Source extract: Begin

SATA Errors every few days?



  • I don't know if this is hardware or software so I'm posting it here.

    Every few days my pf box dies - a quick power cycle and its up again for a few more days.
    It's an Intel Atom D525, 2GB memory, 4x Intel Gigabit interfaces, and a 32GB Intel SSD.

    When it crashes, the disk activity light stays on solid and this is on the screen.
    Any ideas?




  • My guess is that you have one or more bad spots on the disk.



  • Time to toss the disk and install a good one.


  • Netgate Administrator

    Out of interest, how old is that disk?

    Steve



  • It's about 3 months old. Ive run Intel's sad utility and it checks out. Also the smart status says its fine. I've never seen an SSD have a "bad spot". I'm wondering if it's a controller issue.

Source extract: End
Provided information: Begin

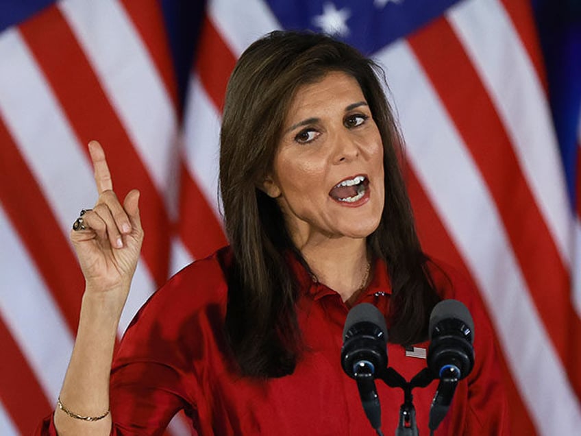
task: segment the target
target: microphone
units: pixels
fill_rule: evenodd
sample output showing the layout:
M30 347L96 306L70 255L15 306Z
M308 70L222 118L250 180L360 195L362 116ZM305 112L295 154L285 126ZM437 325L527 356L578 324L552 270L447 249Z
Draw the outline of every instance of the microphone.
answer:
M474 322L456 300L436 304L430 316L428 367L440 379L430 409L429 427L435 431L446 415L458 382L474 366Z
M343 328L341 365L357 382L371 426L381 434L381 407L375 379L387 367L387 327L379 309L369 303L353 307Z

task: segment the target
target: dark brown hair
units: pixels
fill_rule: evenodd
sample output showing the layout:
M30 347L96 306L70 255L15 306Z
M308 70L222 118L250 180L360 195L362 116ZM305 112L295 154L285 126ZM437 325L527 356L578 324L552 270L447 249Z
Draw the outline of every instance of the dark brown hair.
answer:
M438 300L425 271L399 163L401 141L382 87L383 71L353 47L312 33L274 32L243 53L226 92L220 137L220 187L226 233L234 255L225 329L243 374L293 372L301 352L295 303L298 284L286 256L308 265L294 246L275 200L258 186L269 172L299 87L343 71L358 82L384 145L385 206L367 239L387 265L392 285L390 341L426 338Z

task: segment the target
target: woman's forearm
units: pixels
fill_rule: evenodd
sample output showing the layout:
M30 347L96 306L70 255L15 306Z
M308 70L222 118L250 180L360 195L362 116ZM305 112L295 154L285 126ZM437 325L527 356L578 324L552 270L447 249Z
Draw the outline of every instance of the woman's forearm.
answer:
M79 416L98 417L109 410L109 377L117 326L127 291L83 296L79 328L64 377L60 401ZM109 435L111 416L97 421L73 417L57 407L55 426L60 436Z

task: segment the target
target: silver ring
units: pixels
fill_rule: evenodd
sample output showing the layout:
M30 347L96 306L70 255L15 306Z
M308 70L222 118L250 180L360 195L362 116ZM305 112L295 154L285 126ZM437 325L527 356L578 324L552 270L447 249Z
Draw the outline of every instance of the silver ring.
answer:
M79 230L87 230L87 227L85 226L85 220L83 219L83 215L89 210L92 210L92 209L81 209L81 211L79 213L79 217L73 223L73 230L78 232Z

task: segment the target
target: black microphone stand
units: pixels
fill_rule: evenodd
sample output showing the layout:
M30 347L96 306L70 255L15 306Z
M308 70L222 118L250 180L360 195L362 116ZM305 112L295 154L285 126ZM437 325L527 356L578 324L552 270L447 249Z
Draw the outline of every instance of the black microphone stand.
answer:
M408 382L390 367L378 374L378 378L382 380L390 387L400 387L404 391L404 404L399 408L399 423L395 429L395 436L419 436L412 389L415 387L425 387L436 377L430 370L424 368Z

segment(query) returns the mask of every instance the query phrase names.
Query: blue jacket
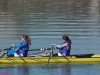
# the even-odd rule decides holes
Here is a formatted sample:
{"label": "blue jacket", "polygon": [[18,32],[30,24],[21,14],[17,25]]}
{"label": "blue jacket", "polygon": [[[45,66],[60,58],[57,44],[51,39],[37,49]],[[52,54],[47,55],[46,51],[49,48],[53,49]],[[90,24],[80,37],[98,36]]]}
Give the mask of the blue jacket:
{"label": "blue jacket", "polygon": [[60,53],[63,56],[70,55],[71,45],[67,41],[63,42],[62,45],[58,45],[57,48],[60,49]]}
{"label": "blue jacket", "polygon": [[[27,56],[29,45],[27,41],[23,41],[21,44],[15,44],[15,48],[19,48],[17,54],[23,54],[23,56]],[[14,54],[15,50],[9,50],[8,55]]]}

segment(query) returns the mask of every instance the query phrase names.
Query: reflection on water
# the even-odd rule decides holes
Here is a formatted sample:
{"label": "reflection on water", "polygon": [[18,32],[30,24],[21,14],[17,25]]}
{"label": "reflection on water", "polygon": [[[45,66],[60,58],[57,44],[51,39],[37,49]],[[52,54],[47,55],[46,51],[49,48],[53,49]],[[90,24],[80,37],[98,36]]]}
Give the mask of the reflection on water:
{"label": "reflection on water", "polygon": [[62,35],[67,34],[72,40],[71,54],[100,53],[99,3],[99,0],[2,0],[0,48],[20,43],[22,34],[31,37],[30,49],[50,48],[52,43],[60,44]]}

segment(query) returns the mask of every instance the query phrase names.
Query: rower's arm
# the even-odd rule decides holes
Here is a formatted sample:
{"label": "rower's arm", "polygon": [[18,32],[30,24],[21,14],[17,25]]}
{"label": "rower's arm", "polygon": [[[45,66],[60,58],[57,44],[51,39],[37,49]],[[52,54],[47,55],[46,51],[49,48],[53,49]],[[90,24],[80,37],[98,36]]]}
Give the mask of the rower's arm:
{"label": "rower's arm", "polygon": [[22,43],[22,44],[15,44],[15,47],[16,48],[21,48],[23,46],[25,46],[27,43]]}

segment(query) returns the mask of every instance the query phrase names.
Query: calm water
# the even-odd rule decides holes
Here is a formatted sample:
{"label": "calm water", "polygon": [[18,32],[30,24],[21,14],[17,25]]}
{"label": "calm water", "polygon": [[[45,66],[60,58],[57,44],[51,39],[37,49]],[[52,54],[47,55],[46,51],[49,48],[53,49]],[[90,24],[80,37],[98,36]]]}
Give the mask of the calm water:
{"label": "calm water", "polygon": [[[30,49],[61,44],[67,34],[71,54],[100,53],[99,0],[0,0],[0,48],[32,39]],[[37,65],[3,67],[9,75],[98,75],[100,64],[67,64],[44,68]]]}

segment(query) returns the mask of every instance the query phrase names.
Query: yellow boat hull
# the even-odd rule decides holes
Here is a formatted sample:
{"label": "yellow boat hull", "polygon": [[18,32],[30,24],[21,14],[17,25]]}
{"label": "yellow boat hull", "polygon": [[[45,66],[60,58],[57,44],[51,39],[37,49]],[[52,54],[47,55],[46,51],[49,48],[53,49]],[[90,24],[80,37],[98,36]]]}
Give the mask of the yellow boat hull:
{"label": "yellow boat hull", "polygon": [[[36,63],[48,63],[48,56],[40,56],[40,57],[9,57],[9,58],[1,58],[0,64],[36,64]],[[100,55],[93,55],[91,57],[77,58],[75,56],[53,56],[50,58],[50,63],[93,63],[100,62]]]}

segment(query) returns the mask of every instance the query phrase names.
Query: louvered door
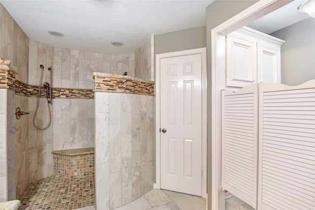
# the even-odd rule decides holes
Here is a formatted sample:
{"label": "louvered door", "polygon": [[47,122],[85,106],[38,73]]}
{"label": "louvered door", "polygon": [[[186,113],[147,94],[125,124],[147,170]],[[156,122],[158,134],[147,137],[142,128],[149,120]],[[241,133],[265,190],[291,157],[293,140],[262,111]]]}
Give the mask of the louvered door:
{"label": "louvered door", "polygon": [[257,84],[222,91],[222,187],[256,207]]}
{"label": "louvered door", "polygon": [[315,80],[259,86],[258,210],[315,210]]}

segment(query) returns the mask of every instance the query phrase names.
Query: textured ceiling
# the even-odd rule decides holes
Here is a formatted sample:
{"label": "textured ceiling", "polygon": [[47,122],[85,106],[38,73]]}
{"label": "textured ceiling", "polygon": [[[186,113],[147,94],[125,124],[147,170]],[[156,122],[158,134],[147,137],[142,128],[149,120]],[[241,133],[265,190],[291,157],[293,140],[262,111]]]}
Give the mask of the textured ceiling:
{"label": "textured ceiling", "polygon": [[[270,33],[308,18],[296,0],[247,26]],[[206,25],[213,0],[1,0],[31,39],[53,47],[112,55],[134,53],[152,34]],[[63,32],[62,37],[48,33]],[[112,41],[122,42],[120,47]]]}
{"label": "textured ceiling", "polygon": [[297,9],[305,0],[295,0],[248,25],[247,27],[269,34],[302,21],[310,16]]}
{"label": "textured ceiling", "polygon": [[[203,0],[0,0],[31,39],[56,47],[120,55],[152,34],[206,25]],[[62,32],[56,37],[47,31]],[[111,42],[124,43],[115,47]]]}

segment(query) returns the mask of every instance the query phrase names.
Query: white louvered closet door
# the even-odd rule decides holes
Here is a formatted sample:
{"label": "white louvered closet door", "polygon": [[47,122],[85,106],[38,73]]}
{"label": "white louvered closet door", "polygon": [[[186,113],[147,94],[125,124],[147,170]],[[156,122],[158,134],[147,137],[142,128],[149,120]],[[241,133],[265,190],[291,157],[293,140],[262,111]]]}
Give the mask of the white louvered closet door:
{"label": "white louvered closet door", "polygon": [[222,187],[257,204],[257,84],[222,91]]}
{"label": "white louvered closet door", "polygon": [[259,86],[258,210],[315,210],[315,80]]}

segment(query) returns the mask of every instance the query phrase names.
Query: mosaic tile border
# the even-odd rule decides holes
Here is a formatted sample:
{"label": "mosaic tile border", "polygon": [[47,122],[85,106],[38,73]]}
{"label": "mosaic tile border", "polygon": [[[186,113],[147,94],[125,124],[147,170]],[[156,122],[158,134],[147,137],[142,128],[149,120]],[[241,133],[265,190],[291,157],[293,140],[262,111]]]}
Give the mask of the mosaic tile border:
{"label": "mosaic tile border", "polygon": [[154,82],[127,76],[94,72],[95,92],[154,95]]}
{"label": "mosaic tile border", "polygon": [[[16,72],[4,65],[0,65],[0,88],[11,88],[18,95],[38,97],[39,86],[17,80]],[[94,99],[94,92],[110,92],[154,95],[154,82],[140,78],[94,72],[94,89],[52,88],[53,98]],[[40,97],[46,96],[46,89],[41,88]]]}
{"label": "mosaic tile border", "polygon": [[67,156],[54,154],[54,174],[70,179],[95,174],[94,154]]}

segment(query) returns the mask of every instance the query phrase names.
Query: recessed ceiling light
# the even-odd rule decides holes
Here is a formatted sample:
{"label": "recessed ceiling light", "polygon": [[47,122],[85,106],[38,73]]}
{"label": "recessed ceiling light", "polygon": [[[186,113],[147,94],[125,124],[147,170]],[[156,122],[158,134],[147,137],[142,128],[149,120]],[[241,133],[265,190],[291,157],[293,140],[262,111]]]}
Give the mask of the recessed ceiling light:
{"label": "recessed ceiling light", "polygon": [[53,36],[63,36],[63,33],[62,33],[61,32],[57,31],[57,30],[48,30],[48,33]]}
{"label": "recessed ceiling light", "polygon": [[123,45],[123,43],[119,42],[112,42],[110,43],[116,47],[120,47]]}

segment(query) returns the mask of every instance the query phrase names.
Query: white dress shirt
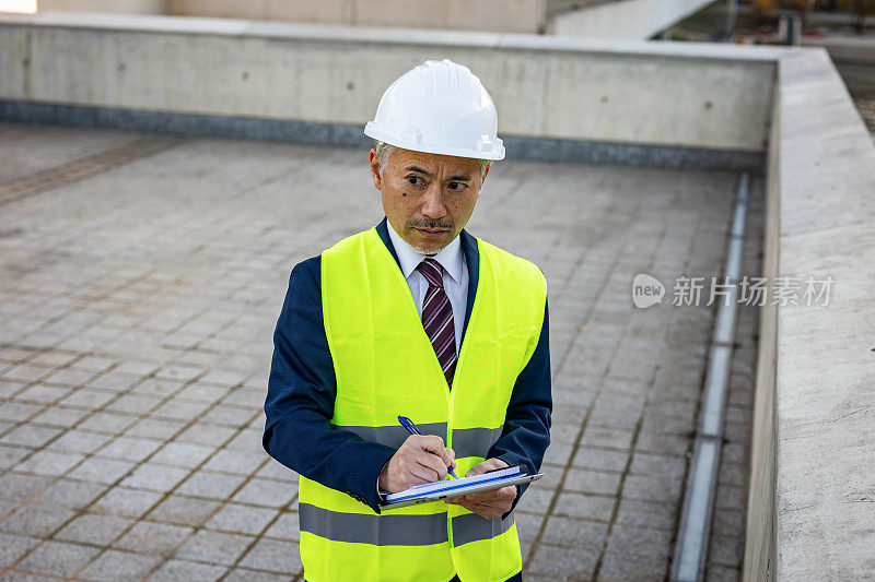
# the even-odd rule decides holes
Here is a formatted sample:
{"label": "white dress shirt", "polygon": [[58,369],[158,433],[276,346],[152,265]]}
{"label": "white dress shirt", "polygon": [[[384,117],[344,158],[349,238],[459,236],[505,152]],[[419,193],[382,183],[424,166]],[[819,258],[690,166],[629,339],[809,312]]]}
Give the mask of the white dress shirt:
{"label": "white dress shirt", "polygon": [[[386,226],[388,226],[389,240],[395,247],[398,262],[401,263],[401,273],[404,273],[407,285],[410,287],[410,294],[413,296],[413,302],[417,306],[420,320],[422,319],[422,301],[425,299],[425,292],[429,290],[429,282],[422,273],[417,271],[417,265],[425,257],[431,257],[444,268],[444,290],[450,298],[450,305],[453,307],[453,324],[456,328],[456,357],[458,357],[459,346],[462,345],[462,328],[465,325],[465,309],[468,302],[468,264],[465,261],[465,254],[462,252],[462,239],[457,236],[450,241],[450,245],[441,249],[438,254],[429,256],[408,245],[395,231],[388,221],[386,221]],[[380,489],[380,477],[377,477],[376,492],[385,501],[386,492]]]}
{"label": "white dress shirt", "polygon": [[395,231],[388,221],[386,221],[386,226],[388,226],[389,239],[395,246],[395,252],[401,263],[401,273],[404,273],[407,285],[410,287],[420,319],[422,319],[422,301],[425,299],[425,292],[429,290],[429,282],[422,273],[417,271],[417,265],[425,257],[431,257],[444,268],[444,290],[450,298],[450,305],[453,307],[453,324],[456,328],[456,357],[458,357],[462,346],[462,328],[465,325],[465,309],[468,301],[468,265],[467,261],[465,261],[465,253],[462,252],[462,238],[456,236],[438,254],[430,256],[419,252],[408,245]]}

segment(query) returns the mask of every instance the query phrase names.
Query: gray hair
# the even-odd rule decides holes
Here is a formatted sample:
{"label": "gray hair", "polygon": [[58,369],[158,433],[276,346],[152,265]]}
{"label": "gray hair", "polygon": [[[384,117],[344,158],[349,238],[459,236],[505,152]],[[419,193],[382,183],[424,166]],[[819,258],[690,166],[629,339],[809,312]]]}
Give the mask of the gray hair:
{"label": "gray hair", "polygon": [[[376,158],[380,161],[380,176],[383,176],[383,168],[386,167],[386,164],[389,162],[389,156],[393,152],[398,150],[398,147],[388,144],[386,142],[381,142],[376,140],[376,144],[374,145],[374,150],[376,150]],[[491,159],[477,159],[480,163],[480,179],[483,179],[483,175],[486,174],[487,168],[492,165]]]}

Provided information: End

In the forum thread on SATA errors, how old does the poster say the SSD is?

About 3 months old.